### What is asked
A: In the first bad version problem, when does the API function return TRUE?
B: Summarize the first bad version problem in two sentences.
C: According to the first bad version problem, why are all versions created after a bad version also considered bad? Answer in one sentence.

### Document passage
↓

Educative: Interactive Courses for Software Developers

Statement#

The latest version of a software product fails the quality check. Since each version is developed upon the previous one, all the versions created after a bad version are also considered bad.

Suppose you have n versions with the IDs $[1, 2, ..., n]$ , and you have access to an API function that returns TRUE if the argument is the ID of a bad version.

Find the first bad version that is causing all the later ones to be bad. Additionally, the solution should also return the number of API calls made during the process and should minimize the number of API calls too.

Constraints:

$1 \leq$ first bad version $\leq$ n $\leq 2^{31} - 1$

Solution#

So far, you’ve probably brainstormed some approaches and have an idea of how to solve this problem. Let’s explore some of these approaches and figure out which one to follow based on considerations such as time complexity and any implementation constraints.

Naive approach#

The naive approach is to find the first bad version in the versions range by linear search. We traverse the whole version range one element at a time until we find the target version.

↑

### Supplied records
↓

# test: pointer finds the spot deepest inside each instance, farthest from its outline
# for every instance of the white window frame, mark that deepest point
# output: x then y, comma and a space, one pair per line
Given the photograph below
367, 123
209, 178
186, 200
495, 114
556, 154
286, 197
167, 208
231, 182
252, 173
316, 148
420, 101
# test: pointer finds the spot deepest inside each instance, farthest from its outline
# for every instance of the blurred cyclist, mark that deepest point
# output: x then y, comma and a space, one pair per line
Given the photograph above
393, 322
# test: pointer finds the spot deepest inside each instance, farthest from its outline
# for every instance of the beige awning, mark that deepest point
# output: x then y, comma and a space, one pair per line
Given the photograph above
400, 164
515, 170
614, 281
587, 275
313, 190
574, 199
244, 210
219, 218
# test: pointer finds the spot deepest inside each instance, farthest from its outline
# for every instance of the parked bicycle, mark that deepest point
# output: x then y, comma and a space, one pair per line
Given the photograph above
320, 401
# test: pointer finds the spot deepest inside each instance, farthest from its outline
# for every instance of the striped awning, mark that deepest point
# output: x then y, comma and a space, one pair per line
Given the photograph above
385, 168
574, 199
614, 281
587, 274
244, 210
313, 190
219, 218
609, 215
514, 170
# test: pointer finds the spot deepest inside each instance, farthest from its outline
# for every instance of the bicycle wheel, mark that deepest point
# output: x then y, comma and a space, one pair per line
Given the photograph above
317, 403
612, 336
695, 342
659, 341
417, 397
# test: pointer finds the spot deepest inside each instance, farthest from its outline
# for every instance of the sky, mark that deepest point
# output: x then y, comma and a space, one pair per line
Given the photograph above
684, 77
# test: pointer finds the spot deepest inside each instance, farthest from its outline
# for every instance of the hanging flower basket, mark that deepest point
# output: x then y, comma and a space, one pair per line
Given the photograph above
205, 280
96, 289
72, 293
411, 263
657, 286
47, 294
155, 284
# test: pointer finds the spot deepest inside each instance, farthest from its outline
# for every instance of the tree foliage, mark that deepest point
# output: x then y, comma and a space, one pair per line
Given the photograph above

↑

### Answers for the tasks
A: It returns TRUE when its argument is the ID of a bad version.

B: Given n versions of a software product in which every version after a bad one is also bad, the task is to find the first bad version using an API function that reports whether a given ID is bad, while returning and minimizing the number of API calls. The naive approach finds that version by linear search, traversing the whole range one element at a time until reaching the target.

C: They are considered bad because each version is developed upon the previous one.